African Disability Studies Comes of Age

Disability and Social Justice in Kenya: Scholars, Policymakers, and Activists in Conversation. 2022. Edited by Nina Berman and Rebecca Monteleone. Ann Arbor, MI.: University of Michigan Press. Pp. 313, paperback $34.95, ISBN 978-0472055357.

In 2014 Leslie Swartz, a South African psychologist and disability scholar wrote: “We may not yet be at a stage where we can claim that disability research in sub-Saharan Africa has come of age, but it is probably fair to say that we are in a process of growing up and are starting to be seen as growing up.” In this essay I argue that, a decade after Swartz’s claim, African disability studies has finally come of age. I base my general argument on the three anthologies published recently on the subject of African disability, drawing most of my specific points from Berman and Monteleone’s Disability and Social Justice in Kenya, of which this essay is also a review.

According to the African Studies Center website at Leiden University (www.ascleiden.nl/content/webdossiers/disability-africa), official estimates for Africans living with disabilities in the early 2000s ranged from a low 80 million to a high 300 million. Compared to the authoritative survey by the World Health Organization (WHO), which established the prevalence of disability worldwide at fifteen percent (Officer and Posarac 2011, p. 29), the first figure provided by Leiden University falls far below the global consensus, while the second is considerably much higher. Across Africa, as in the rest of the Global South, marginalization of persons with disabilities manifests itself in part through the dearth of relevant research, including shoddy or inconsistent statistical data. In the academy, such a low prioritization operates on the rationale of ableist colonial epistemology, or Eurocentrism, which serves as a gatekeeper against research agendas that question the traditional hierarchies of power and knowledge. Not surprisingly, even if disability studies continues to be incorporated in the curricula by a growing number of African universities, few institutions outside South Africa offer full-fledged specialization in the field. The two pan-African periodicals on disability (the African Journal of Disability and the African Disability Rights Research Yearbook) are also based in South Africa, again making the post-Apartheid country an exception to the rule.Thus, beyond scattered scholarly articles and exceptional book-long publications, African disability literature would long remain fragmented, anecdotal, and ethnographic at best, often influenced by colonial, cultural, and medical worldviews.
──────────
» **PROBLEM TO SOLVE**
Transcribe the part of the essay on African disability studies starting at "African Disability Studies Comes" and ending at "paperback $34.95, ISBN 978-0472055357.".
──────────
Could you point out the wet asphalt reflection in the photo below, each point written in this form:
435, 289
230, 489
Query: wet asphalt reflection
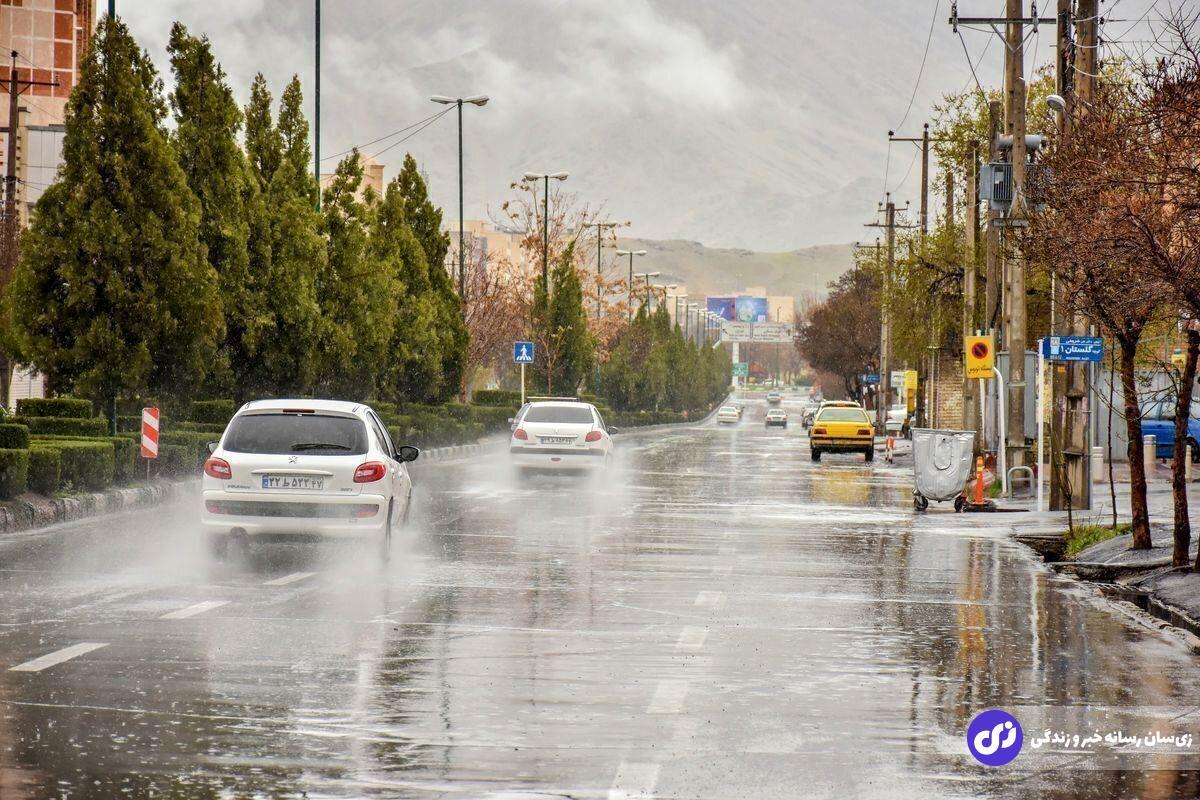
719, 618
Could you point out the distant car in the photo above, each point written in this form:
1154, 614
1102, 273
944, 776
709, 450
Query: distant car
561, 434
729, 415
1158, 420
324, 468
841, 427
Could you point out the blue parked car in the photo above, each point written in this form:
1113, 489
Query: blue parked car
1158, 419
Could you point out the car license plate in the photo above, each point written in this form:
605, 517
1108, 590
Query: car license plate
293, 482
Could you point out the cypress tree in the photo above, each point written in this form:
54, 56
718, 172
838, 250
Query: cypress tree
357, 296
425, 221
114, 294
286, 242
207, 125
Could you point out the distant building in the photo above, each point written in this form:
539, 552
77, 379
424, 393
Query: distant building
51, 38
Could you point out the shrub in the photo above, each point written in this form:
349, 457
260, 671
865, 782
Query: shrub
175, 461
87, 465
13, 437
71, 407
45, 470
65, 426
13, 473
496, 397
211, 411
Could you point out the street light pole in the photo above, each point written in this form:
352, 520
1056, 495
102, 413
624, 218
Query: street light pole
545, 222
477, 100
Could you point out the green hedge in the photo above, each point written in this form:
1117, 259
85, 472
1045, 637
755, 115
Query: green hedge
65, 426
13, 437
45, 470
216, 411
126, 455
85, 465
496, 397
13, 473
71, 407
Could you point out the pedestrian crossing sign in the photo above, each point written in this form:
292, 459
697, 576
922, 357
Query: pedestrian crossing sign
522, 352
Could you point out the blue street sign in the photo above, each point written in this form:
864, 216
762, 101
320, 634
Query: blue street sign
522, 352
1073, 348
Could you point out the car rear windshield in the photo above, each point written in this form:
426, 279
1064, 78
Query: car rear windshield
843, 415
315, 434
563, 414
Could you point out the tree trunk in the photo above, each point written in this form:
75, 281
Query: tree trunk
1137, 464
1182, 537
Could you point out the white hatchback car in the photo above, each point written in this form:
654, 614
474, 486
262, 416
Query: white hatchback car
729, 414
561, 434
325, 468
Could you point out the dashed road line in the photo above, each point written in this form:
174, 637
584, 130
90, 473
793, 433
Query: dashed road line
288, 578
198, 608
58, 656
669, 697
635, 781
691, 638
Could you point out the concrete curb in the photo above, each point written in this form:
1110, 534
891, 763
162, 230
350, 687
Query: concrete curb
30, 512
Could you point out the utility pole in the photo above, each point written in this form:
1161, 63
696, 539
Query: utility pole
885, 390
1071, 413
970, 409
1014, 122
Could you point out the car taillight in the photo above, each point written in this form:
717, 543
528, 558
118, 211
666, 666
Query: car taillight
370, 471
217, 468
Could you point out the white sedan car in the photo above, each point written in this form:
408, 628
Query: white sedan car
729, 414
561, 434
322, 468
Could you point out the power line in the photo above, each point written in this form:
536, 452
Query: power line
431, 121
407, 127
921, 72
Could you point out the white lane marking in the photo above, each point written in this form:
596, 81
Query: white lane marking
691, 638
669, 697
289, 578
198, 608
58, 656
635, 781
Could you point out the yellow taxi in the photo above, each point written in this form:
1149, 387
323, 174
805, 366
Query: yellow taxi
841, 426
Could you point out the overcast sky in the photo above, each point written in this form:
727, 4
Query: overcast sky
759, 124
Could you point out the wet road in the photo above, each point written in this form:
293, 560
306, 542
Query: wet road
720, 619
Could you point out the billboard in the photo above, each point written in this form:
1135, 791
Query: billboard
751, 310
721, 306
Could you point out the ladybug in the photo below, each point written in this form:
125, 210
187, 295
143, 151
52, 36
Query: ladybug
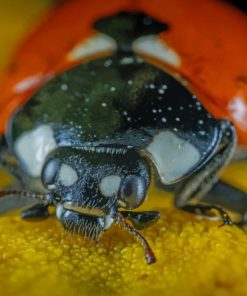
92, 126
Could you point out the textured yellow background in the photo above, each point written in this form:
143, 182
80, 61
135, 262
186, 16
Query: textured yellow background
195, 257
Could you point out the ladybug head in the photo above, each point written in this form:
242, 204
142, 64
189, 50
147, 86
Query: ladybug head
90, 184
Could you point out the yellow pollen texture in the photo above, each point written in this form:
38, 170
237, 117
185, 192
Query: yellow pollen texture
194, 257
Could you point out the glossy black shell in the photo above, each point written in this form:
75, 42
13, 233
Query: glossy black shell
117, 100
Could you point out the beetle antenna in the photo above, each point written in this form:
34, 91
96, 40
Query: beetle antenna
149, 254
44, 197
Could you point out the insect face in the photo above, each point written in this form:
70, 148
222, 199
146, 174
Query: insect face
92, 183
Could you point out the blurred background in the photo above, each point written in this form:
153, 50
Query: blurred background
18, 17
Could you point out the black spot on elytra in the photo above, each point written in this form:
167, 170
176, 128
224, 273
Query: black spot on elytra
125, 27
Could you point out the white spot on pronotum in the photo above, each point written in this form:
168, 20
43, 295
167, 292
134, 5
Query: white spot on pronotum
109, 185
59, 211
33, 146
108, 221
173, 157
31, 82
67, 175
96, 44
153, 46
238, 110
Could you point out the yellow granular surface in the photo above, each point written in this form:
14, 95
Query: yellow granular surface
194, 257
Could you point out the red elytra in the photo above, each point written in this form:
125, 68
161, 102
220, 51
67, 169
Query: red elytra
208, 36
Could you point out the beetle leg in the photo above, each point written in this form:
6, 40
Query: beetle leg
37, 212
149, 255
201, 182
208, 211
141, 220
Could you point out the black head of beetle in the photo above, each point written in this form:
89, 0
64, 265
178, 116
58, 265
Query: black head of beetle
90, 184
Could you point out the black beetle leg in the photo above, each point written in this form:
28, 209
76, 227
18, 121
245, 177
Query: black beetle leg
200, 183
36, 212
208, 211
141, 220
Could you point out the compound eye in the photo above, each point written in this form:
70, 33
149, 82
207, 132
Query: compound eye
50, 172
133, 191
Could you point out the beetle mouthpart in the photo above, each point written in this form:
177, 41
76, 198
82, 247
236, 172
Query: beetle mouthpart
96, 212
44, 197
149, 254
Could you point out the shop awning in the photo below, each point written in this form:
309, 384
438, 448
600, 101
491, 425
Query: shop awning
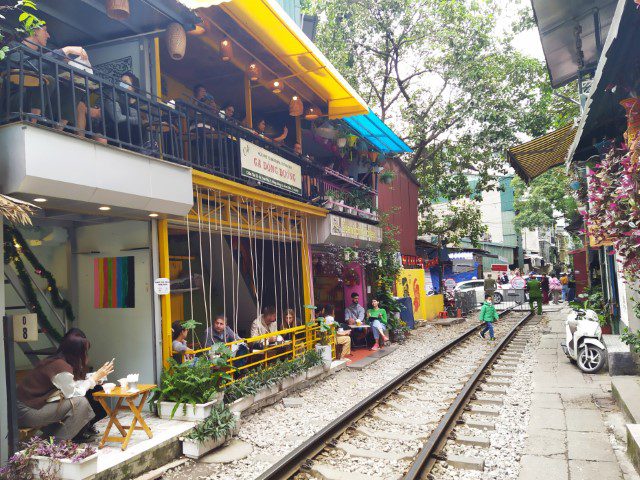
269, 24
533, 158
377, 133
561, 23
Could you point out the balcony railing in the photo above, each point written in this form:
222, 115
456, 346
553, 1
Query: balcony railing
41, 86
44, 87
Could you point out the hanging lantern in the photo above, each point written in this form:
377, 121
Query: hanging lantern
312, 113
254, 72
296, 107
176, 39
117, 9
226, 50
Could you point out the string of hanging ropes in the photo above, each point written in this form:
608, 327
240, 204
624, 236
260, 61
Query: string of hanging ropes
253, 224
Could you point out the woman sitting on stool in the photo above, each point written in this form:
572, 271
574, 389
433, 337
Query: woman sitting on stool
52, 396
378, 318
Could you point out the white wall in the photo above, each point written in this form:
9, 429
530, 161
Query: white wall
124, 333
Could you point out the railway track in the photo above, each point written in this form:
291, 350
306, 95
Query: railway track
399, 431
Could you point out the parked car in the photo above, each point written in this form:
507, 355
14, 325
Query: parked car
478, 287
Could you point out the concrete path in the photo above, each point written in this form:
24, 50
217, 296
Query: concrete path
569, 435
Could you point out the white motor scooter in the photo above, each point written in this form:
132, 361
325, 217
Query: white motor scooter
584, 340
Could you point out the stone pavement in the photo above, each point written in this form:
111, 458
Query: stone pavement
569, 436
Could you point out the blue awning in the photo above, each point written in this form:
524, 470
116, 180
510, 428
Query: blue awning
372, 129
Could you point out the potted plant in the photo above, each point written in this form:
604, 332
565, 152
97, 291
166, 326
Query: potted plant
313, 364
45, 458
188, 391
217, 428
387, 176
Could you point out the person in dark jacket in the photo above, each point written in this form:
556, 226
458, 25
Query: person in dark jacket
535, 294
544, 286
488, 315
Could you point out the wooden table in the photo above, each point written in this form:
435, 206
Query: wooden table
126, 431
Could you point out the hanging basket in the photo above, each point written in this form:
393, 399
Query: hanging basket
632, 107
176, 39
118, 9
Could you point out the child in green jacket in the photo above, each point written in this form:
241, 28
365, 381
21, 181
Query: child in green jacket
488, 315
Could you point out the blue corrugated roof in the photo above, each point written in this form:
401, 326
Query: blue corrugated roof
377, 133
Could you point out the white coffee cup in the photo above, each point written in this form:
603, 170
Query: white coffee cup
108, 387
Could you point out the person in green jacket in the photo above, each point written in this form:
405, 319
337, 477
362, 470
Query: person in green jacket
488, 315
378, 319
534, 287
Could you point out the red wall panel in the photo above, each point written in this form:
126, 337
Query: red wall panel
401, 198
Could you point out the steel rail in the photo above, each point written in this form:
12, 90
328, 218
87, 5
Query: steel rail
427, 457
294, 460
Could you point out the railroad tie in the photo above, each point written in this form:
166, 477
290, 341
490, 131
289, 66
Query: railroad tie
402, 437
329, 472
475, 441
465, 463
376, 454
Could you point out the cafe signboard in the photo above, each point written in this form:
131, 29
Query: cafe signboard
344, 231
267, 167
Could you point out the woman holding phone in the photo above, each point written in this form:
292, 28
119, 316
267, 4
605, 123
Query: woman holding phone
378, 319
52, 397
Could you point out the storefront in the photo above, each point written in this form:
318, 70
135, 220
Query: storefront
239, 250
341, 250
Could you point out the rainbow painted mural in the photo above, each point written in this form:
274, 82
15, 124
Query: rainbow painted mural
114, 282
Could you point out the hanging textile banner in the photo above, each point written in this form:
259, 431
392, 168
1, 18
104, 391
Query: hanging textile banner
265, 166
113, 282
410, 283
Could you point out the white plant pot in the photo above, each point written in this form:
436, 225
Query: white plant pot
195, 448
242, 404
291, 381
325, 353
315, 371
266, 392
188, 412
65, 469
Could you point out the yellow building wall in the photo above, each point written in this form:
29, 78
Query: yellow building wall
410, 283
434, 305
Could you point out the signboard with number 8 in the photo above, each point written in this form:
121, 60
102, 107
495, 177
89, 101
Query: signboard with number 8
25, 328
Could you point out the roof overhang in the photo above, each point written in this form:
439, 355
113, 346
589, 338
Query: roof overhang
602, 115
271, 26
535, 157
377, 133
561, 23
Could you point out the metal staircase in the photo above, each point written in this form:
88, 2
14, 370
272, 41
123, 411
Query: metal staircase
47, 344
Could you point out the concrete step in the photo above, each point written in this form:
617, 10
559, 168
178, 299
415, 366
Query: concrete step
626, 391
465, 463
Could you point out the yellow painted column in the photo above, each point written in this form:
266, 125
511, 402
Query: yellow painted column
248, 106
157, 65
165, 300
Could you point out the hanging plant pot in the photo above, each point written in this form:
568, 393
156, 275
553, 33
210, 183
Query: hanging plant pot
176, 39
117, 9
632, 107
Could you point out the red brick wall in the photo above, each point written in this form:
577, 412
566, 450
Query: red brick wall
402, 194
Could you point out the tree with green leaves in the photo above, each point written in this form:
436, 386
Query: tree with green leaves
448, 80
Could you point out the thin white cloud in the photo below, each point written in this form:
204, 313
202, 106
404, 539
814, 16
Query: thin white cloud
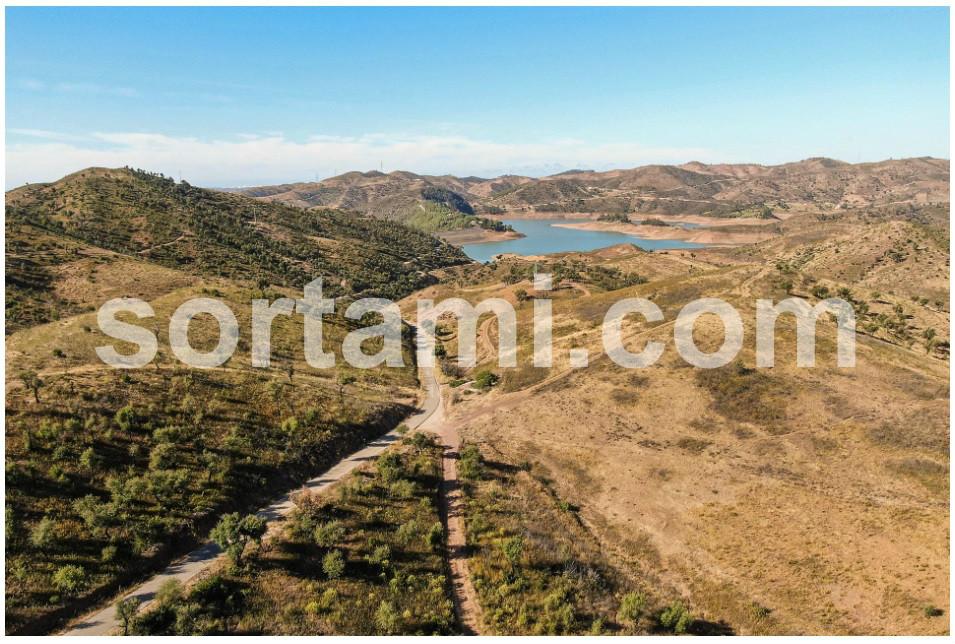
──────────
» **RESULT BELOW**
African Disability Studies Comes of Age

Disability and Social Justice in Kenya: Scholars, Policymakers, and Activists in Conversation. 2022. Edited by Nina Berman and Rebecca Monteleone. Ann Arbor, MI.: University of Michigan Press. Pp. 313, paperback $34.95, ISBN 978-0472055357.